Stored items
↓↓↓

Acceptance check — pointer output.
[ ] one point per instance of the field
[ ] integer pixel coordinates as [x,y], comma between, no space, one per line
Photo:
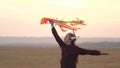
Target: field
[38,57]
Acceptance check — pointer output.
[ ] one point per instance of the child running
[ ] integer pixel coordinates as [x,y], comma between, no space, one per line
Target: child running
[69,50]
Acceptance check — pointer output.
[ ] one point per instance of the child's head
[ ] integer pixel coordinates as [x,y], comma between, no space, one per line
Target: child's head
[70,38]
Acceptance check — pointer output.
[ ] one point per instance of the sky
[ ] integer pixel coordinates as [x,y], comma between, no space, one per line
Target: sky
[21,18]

↑↑↑
↓↓↓

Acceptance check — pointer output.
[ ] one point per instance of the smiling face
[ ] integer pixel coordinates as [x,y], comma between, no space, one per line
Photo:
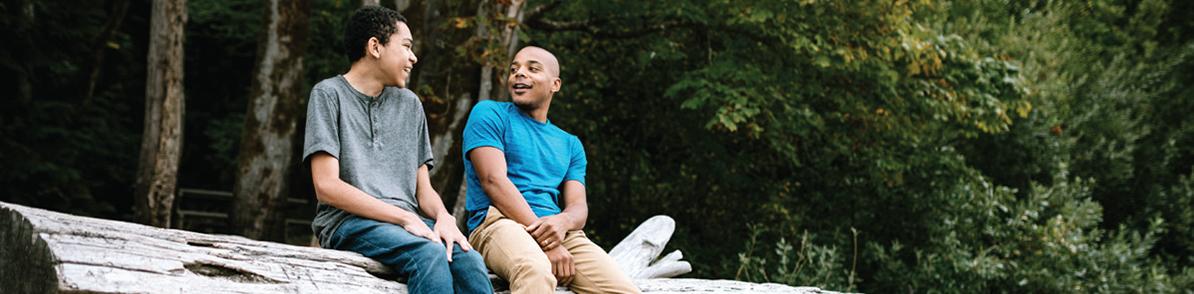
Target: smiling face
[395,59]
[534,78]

↑↑↑
↓↓↓

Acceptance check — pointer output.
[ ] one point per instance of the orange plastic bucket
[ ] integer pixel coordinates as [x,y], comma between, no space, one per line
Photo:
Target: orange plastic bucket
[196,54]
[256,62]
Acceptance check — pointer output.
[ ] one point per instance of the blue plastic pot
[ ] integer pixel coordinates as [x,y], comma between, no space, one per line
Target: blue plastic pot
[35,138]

↑↑↑

** Problem description **
Nothing but a number is expected here: the number of lines in the entries that include the word "instance".

** Exercise output **
7